• **ФРАГМЕНТ ДОКУМЕНТА**
+ + + + +

Психологическое воевание требует и психологического подхода к воинству противника (в оператике и тактике) и к вражескому народу (в стратегии). По словам генерала Хольмстона, 80 % германских офицеров, ведших разведку на Восточном театре, не имели понятия о русской истории, политике, психике.
И сейчас штаб НАТО, насчитывающий в своем нынешнем составе 14.028 человек, не имеет такого отдела психологической разведки, который изучал бы российский народ и коммунизм с иных точек зрения, кроме военных. В результате маниакальности Гитлера и неправильного подбора адмиралом Канарисом руководителей разведки на Востоке, были Германией допущены в стратегии такие психологические промахи, которые сдававшуюся Красную Армию превратили в фанатически боровшуюся национальную армию. Можно задать вопрос, что получится в результате непредусмотрительности Верховных Главнокомандующих НАТО, начиная от генерала Эйзенхауэра и кончая генералом Норстэдом, не постигших, что, воюя против сильного противника, надо знать не только его вооруженные силы, но и его культуру в прошлом и настоящем, его государственность, его социальную структуру. Надо знать не столько хронологически, статистически и т. п., сколько психологически. Только такое знание даст возможность предвидеть, поскольку на войне можно предвидеть реакции вражеского воинства и народа на наши военные действия.
И это касается не только стратегов. Каждый офицер в боевой зоне и в тыловой должен не только чувствовать психологические процессы в ему подчиненных воинах, но и присматриваться к психологическому состоянию окружающего населения: первое необходимо, чтобы водительствовать своей регулярной единицей, второе — чтобы обезопасить ее от иррегулярных козней. Командовать — это не значить уметь приказывать. Это значит ощущать, что надо приказать, что можно приказать и каким образом следует приказать.
Военная техника и офицерское образование
Еще полвека тому назад офицерское звание украшало, возвеличивало человека, а теперь человеку приходится украшать, возвеличивать офицерское звание. Ношение офицерского мундира было гарантией наличия и подобающих качеств, и надлежащих званий. Ныне же мундир — не гарантия. Во-первых, его надевают всякие проходимцы… Во-вторых, офицеры нередко оказываются вынужденными с национальной высоты спуститься в низину партийности… В-третьих, гражданин не мог конкурировать с офицером в тактических познаниях, а теперь от офицера требуются и технические познания, чтобы импонировать действительным знанием дела, чтобы быть авторитетным в глазах граждан… Офицер должен быть высокообразованным человеком, чтобы импонировать гражданам вне воинства и чтобы доминировать над гражданами, призванными в воинство.

+ + + + +

Согласуется ли с фрагментом каждое из утверждений ниже? Для каждого ответьте «да» или «нет» и дословно приведите решающие слова фрагмента.
1. По словам генерала Хольмстона, 80 % германских офицеров, ведших разведку на Восточном театре, не знали русской истории.
2. В штабе НАТО есть отдел психологической разведки, изучающий российский народ не только с военной точки зрения.
3. Полвека назад ношение офицерского мундира гарантировало наличие подобающих качеств.

• **ИСХОДНЫЕ ДАННЫЕ**
+ + + + +

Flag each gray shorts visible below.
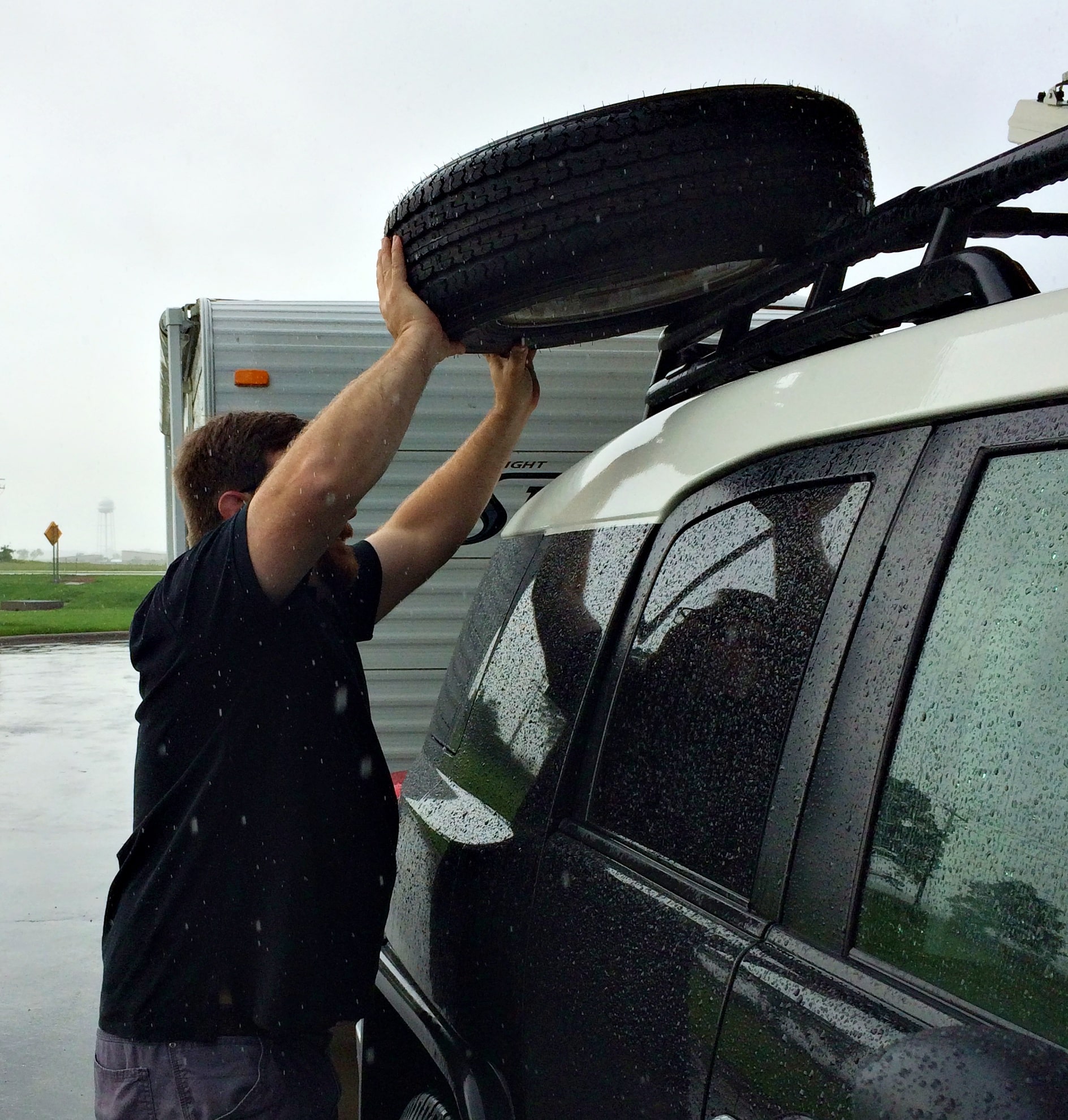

+ + + + +

• **ПРАВИЛЬНЫЙ ОТВЕТ**
1. Да: «80 % германских офицеров, ведших разведку на Восточном театре, не имели понятия о русской истории, политике, психике».
2. Нет: «не имеет такого отдела психологической разведки, который изучал бы российский народ и коммунизм с иных точек зрения, кроме военных».
3. Да: «Ношение офицерского мундира было гарантией наличия и подобающих качеств, и надлежащих званий».